## BEGIN

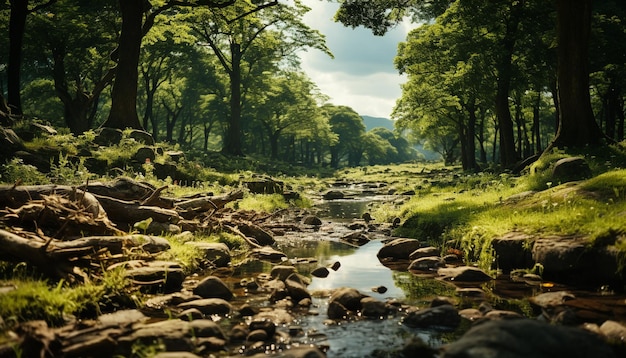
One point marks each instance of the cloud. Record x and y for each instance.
(362, 74)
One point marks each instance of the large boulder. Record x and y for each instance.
(570, 169)
(213, 287)
(522, 338)
(398, 249)
(443, 317)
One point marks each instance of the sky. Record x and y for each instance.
(362, 75)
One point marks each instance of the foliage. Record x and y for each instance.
(33, 299)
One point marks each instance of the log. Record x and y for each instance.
(12, 196)
(130, 212)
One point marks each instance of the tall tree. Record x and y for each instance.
(231, 35)
(577, 127)
(17, 27)
(124, 93)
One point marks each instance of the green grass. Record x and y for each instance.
(35, 299)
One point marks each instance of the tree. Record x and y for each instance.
(231, 36)
(17, 27)
(124, 93)
(349, 128)
(577, 126)
(76, 46)
(288, 103)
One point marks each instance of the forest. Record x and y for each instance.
(225, 76)
(174, 184)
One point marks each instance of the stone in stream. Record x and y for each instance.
(217, 253)
(320, 272)
(311, 220)
(398, 249)
(208, 306)
(464, 274)
(428, 251)
(268, 253)
(444, 317)
(431, 263)
(213, 287)
(522, 338)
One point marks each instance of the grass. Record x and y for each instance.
(35, 299)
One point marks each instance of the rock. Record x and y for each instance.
(190, 314)
(614, 331)
(175, 355)
(337, 311)
(428, 251)
(157, 275)
(444, 316)
(320, 272)
(371, 307)
(296, 289)
(551, 299)
(265, 186)
(206, 328)
(512, 251)
(264, 325)
(464, 274)
(295, 352)
(570, 169)
(348, 297)
(215, 252)
(269, 254)
(471, 314)
(157, 228)
(208, 306)
(281, 272)
(431, 263)
(175, 155)
(312, 220)
(144, 155)
(356, 238)
(502, 314)
(213, 287)
(258, 335)
(108, 136)
(379, 289)
(526, 338)
(142, 137)
(471, 292)
(122, 318)
(175, 335)
(398, 249)
(572, 260)
(333, 195)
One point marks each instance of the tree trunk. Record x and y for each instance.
(17, 26)
(577, 126)
(232, 142)
(124, 94)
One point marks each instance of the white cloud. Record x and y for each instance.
(362, 74)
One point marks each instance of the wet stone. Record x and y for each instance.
(213, 287)
(444, 317)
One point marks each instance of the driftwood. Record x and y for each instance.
(67, 230)
(122, 211)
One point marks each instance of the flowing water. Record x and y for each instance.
(361, 269)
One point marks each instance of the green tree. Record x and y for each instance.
(76, 46)
(349, 128)
(231, 36)
(19, 11)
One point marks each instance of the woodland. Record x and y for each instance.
(225, 76)
(150, 149)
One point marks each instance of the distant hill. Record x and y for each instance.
(373, 122)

## END

### Problem
Beginning at the line where "One point marks each instance of the stone" appears, extract each line through the end of the data above; keep them exact and include nothing else.

### Exercise answer
One point marks each instance of the stone in stream. Record x and y for each instance.
(217, 253)
(320, 272)
(311, 220)
(398, 249)
(208, 306)
(464, 274)
(428, 251)
(268, 253)
(444, 317)
(431, 263)
(213, 287)
(522, 338)
One point marks each instance of the grass. Record x and y for each instance.
(35, 299)
One point marks each instance of the rock. Record x and y for each instance.
(190, 314)
(614, 331)
(175, 355)
(337, 311)
(428, 251)
(157, 275)
(444, 316)
(320, 272)
(371, 307)
(296, 289)
(551, 299)
(265, 186)
(206, 328)
(512, 251)
(264, 325)
(464, 274)
(295, 352)
(570, 169)
(348, 297)
(215, 252)
(269, 254)
(471, 314)
(157, 228)
(208, 306)
(281, 272)
(431, 263)
(175, 155)
(312, 220)
(144, 155)
(356, 238)
(502, 314)
(213, 287)
(258, 335)
(108, 136)
(379, 289)
(526, 338)
(142, 137)
(471, 292)
(122, 318)
(175, 335)
(398, 249)
(572, 260)
(333, 195)
One point marks each instance of the tree trunk. Record x and y for each instance.
(17, 26)
(577, 126)
(232, 142)
(124, 94)
One point marks each instance of the white cloud. Record x and y for each instance.
(362, 74)
One point marks each instance of the wet stone. Record x and y for each instance.
(213, 287)
(444, 317)
One point marks each instance of the driftwood. Record x and y for each instance.
(67, 230)
(122, 211)
One point marks each instance of the flowing water. Record x and y for each instance.
(361, 269)
One point marks each instance of the green tree. Record x and y for each instance.
(76, 46)
(349, 128)
(231, 36)
(19, 11)
One point marks each instance of the woodland. Record x and y for each instance.
(225, 76)
(150, 149)
One point marks each instance of the distant hill. Record x and y for each instance.
(373, 122)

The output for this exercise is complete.